Appendix 2: Opt algorithm fmax experiment

We survey the behavior of structural optimization parameter fmax.

[ ]:
!pip install more_itertools
[2]:
from ase import Atoms
from ase.constraints import ExpCellFilter, FixAtoms
from ase.build import bulk, molecule, add_adsorbate, surface
from ase.optimize import FIRE
from ase.units import kB
import pandas as pd
from tqdm.auto import tqdm
import numpy as np
from more_itertools import windowed
import pfp_api_client
from pfp_api_client.pfp.calculators.ase_calculator import ASECalculator
from pfp_api_client.pfp.estimator import Estimator, EstimatorCalcMode
from pfcc_extras.structure.ase_rdkit_converter import smiles_to_atoms, atoms_to_smiles
from pfcc_extras.visualize.view import view_ngl
from matlantis_features.features.common.fire_lbfgs import FIRELBFGS
/home/jovyan/.local/lib/python3.7/site-packages/matlantis_features/features/common/fire_lbfgs.py:12: FutureWarning: matlantis_features.features.common.fire_lbfgs is deprecated; use ase_ext.optimize
  FutureWarning,
[3]:
def max_distance(atoms1: Atoms, atoms2: Atoms) -> float:
    return float(np.max(np.linalg.norm(atoms1.positions - atoms2.positions, axis=1)))
[4]:
calc_mol = ASECalculator(Estimator(calc_mode=EstimatorCalcMode.MOLECULE, model_version="v2.0.0"))
calc = ASECalculator(Estimator(calc_mode=EstimatorCalcMode.CRYSTAL, model_version="v2.0.0"))
calc_d3 = ASECalculator(Estimator(calc_mode=EstimatorCalcMode.CRYSTAL_PLUS_D3, model_version="v2.0.0"))

Example where fmax=0.05eV/A is sufficient

The default value of fmax is 0.05eV/A in ASE, which is accurate enough in many cases.
★ ★ ★
Work order:
Extend the notebook on the structural optimization fmax experiment above, picking up right after its last sentence.
★ ★ ★
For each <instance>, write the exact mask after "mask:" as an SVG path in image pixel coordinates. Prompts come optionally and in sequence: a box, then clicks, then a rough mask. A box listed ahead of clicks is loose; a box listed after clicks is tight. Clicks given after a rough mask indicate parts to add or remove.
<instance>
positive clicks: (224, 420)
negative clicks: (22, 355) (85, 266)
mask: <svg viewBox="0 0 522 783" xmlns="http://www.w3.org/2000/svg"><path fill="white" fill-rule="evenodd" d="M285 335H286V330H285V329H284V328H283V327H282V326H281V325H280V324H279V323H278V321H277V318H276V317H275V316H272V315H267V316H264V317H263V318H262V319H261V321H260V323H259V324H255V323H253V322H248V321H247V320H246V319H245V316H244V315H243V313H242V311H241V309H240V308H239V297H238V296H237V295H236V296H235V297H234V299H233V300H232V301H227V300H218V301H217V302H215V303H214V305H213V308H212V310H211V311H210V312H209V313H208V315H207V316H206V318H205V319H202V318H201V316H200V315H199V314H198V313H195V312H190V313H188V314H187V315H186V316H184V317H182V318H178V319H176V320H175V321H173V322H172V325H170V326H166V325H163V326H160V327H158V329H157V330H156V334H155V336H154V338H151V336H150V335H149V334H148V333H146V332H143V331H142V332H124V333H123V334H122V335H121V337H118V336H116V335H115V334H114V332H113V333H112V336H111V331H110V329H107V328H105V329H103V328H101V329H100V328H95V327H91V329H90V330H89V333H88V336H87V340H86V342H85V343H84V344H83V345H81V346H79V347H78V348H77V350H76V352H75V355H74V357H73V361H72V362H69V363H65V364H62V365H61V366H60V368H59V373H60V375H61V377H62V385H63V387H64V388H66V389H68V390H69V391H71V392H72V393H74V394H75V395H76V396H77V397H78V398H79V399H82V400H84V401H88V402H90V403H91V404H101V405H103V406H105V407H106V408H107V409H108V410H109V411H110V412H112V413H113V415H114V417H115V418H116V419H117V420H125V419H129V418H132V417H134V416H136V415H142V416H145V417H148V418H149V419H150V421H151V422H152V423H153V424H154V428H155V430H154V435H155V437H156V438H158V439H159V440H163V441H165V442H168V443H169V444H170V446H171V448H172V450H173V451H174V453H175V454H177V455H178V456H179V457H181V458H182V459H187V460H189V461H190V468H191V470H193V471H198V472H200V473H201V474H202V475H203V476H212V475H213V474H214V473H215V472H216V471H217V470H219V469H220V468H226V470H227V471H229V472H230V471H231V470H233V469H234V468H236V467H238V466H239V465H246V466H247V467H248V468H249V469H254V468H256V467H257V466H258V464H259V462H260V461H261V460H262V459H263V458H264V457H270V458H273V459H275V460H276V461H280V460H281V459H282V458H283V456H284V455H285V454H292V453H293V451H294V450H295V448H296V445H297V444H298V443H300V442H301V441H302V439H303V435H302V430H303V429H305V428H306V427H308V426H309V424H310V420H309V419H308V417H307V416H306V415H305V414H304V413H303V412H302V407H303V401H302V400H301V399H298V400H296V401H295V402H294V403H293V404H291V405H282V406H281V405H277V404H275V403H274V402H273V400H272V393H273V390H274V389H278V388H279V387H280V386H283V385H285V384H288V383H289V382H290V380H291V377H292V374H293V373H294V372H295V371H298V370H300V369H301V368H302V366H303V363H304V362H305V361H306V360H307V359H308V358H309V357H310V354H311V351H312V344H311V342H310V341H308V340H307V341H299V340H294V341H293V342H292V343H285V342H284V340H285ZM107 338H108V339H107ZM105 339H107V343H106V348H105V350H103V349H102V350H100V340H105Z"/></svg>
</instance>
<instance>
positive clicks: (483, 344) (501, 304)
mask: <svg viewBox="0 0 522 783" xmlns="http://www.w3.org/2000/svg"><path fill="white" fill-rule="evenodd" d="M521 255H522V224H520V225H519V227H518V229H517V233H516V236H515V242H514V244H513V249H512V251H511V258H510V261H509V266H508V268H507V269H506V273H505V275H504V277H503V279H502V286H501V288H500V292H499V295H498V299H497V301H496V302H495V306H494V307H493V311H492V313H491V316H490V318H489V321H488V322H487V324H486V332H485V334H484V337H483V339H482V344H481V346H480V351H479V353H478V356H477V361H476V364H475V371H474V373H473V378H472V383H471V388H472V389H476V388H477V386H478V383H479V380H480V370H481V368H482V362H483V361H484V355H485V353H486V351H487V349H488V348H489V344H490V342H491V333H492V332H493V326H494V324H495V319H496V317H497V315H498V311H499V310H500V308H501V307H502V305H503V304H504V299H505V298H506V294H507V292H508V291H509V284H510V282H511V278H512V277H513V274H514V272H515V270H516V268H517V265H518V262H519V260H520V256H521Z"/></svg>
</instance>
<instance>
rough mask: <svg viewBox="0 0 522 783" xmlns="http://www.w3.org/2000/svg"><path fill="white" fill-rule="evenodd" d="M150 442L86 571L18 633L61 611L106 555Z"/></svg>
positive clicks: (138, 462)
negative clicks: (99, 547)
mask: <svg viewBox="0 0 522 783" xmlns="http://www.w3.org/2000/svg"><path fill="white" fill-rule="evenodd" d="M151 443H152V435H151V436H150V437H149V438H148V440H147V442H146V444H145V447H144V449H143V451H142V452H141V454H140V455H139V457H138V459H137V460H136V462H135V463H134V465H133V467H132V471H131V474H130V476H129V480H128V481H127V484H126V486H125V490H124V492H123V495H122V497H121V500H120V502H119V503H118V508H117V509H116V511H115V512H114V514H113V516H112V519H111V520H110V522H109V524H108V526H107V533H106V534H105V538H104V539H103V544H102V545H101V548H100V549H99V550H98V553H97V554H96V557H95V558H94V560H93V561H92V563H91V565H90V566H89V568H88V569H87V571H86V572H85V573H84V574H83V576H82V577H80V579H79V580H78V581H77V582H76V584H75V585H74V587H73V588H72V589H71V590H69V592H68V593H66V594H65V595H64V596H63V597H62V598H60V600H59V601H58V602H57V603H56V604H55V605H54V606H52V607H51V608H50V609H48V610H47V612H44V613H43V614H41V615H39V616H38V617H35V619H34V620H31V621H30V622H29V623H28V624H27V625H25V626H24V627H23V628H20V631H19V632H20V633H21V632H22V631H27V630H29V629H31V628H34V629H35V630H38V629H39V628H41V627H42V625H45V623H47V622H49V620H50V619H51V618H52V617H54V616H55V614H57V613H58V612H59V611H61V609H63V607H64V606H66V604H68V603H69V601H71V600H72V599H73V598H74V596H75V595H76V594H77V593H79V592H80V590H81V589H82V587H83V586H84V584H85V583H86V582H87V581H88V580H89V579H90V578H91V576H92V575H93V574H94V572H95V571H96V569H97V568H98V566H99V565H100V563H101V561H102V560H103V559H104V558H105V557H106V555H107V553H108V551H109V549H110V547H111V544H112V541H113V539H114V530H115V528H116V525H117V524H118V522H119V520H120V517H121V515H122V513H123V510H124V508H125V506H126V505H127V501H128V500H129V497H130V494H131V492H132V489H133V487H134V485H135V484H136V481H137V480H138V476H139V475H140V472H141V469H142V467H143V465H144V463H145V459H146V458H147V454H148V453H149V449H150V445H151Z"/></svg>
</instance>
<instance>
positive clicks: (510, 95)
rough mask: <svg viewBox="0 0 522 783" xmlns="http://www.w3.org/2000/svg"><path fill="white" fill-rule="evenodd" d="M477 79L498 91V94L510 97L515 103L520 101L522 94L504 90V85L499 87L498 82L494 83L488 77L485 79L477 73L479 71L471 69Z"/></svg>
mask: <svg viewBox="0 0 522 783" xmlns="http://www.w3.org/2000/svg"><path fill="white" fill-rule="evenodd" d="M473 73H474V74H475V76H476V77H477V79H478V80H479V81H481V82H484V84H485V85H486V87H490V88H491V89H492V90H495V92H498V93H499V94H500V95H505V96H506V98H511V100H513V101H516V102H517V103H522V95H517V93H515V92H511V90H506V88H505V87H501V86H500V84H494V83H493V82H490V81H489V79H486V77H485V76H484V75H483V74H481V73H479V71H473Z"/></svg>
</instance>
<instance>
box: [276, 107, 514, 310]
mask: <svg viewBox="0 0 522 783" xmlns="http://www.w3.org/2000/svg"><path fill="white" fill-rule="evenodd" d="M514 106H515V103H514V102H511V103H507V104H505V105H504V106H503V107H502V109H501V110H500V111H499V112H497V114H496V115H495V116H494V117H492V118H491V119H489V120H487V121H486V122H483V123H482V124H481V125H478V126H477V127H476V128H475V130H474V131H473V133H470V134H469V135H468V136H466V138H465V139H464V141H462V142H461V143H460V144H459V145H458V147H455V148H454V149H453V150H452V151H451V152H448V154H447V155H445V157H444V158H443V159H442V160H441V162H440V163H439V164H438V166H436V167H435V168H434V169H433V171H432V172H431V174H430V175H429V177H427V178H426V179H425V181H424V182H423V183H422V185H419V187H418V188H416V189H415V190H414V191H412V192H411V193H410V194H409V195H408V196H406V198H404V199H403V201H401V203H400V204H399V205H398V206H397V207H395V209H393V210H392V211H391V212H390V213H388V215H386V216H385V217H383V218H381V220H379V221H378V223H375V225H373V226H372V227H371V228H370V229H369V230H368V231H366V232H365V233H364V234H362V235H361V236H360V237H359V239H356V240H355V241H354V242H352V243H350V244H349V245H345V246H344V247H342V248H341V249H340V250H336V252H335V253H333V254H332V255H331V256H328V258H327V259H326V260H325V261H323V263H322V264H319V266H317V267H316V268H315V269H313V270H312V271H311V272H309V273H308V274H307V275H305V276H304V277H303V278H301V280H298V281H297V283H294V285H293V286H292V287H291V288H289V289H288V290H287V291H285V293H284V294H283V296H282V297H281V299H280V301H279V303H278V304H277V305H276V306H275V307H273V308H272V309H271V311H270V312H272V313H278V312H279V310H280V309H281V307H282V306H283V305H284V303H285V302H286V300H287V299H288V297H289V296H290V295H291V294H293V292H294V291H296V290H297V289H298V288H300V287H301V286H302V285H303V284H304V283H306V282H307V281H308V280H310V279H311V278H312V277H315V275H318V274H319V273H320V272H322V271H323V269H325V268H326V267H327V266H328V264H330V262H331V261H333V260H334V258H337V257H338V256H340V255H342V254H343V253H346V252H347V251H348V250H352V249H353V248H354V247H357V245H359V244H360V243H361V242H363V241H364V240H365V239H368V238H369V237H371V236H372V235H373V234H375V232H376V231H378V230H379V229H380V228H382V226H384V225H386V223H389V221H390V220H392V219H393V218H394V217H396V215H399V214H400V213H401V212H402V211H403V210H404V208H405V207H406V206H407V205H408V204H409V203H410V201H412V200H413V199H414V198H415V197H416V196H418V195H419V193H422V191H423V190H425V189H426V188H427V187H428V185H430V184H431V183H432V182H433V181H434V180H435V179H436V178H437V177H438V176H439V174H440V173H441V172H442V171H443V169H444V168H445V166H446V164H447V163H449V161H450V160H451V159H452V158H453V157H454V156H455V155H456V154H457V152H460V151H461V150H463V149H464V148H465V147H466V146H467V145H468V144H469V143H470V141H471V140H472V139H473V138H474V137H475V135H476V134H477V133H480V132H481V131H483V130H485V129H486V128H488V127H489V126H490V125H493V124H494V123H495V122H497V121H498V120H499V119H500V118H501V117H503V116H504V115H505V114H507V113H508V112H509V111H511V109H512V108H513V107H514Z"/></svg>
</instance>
★ ★ ★
Written answer:
Let’s check this for molecular and solid examples, respectively.

Example of molecule

[5]:
fmax_list = [0.05, 0.01, 0.001]
[6]:
atoms = molecule("C2H6")
atoms.rattle(stdev=0.1)
atoms.calc = calc_mol
images = []
for fmax in tqdm(fmax_list):
    with FIRE(atoms, logfile=None) as opt:
        opt.run(fmax=fmax)
        images.append(atoms.copy())
[7]:
for atoms in images:
    atoms.calc = calc_mol

results = {
    "fmax": [],
    "energy (eV)": [],
    "distance (A)": [],
}
for (fmax_old, old), (fmax_new, new) in windowed(zip(fmax_list, images), 2):
    de = new.get_potential_energy() - old.get_potential_energy()
    dx = max_distance(new, old)
    results["energy (eV)"].append(de)
    results["distance (A)"].append(dx)
    results["fmax"].append(f"fmax {fmax_old}->{fmax_new}")
pd.DataFrame(results)
[7]:
fmax energy (eV) distance (A)
0 fmax 0.05->0.01 -0.002484 0.030840
1 fmax 0.01->0.001 -0.000402 0.017346

Example of solid

[8]:
fmax_list = [0.05, 0.01, 0.001]
[9]:
atoms = bulk("Pt") * (4, 4, 4)
atoms.rattle(stdev=0.1)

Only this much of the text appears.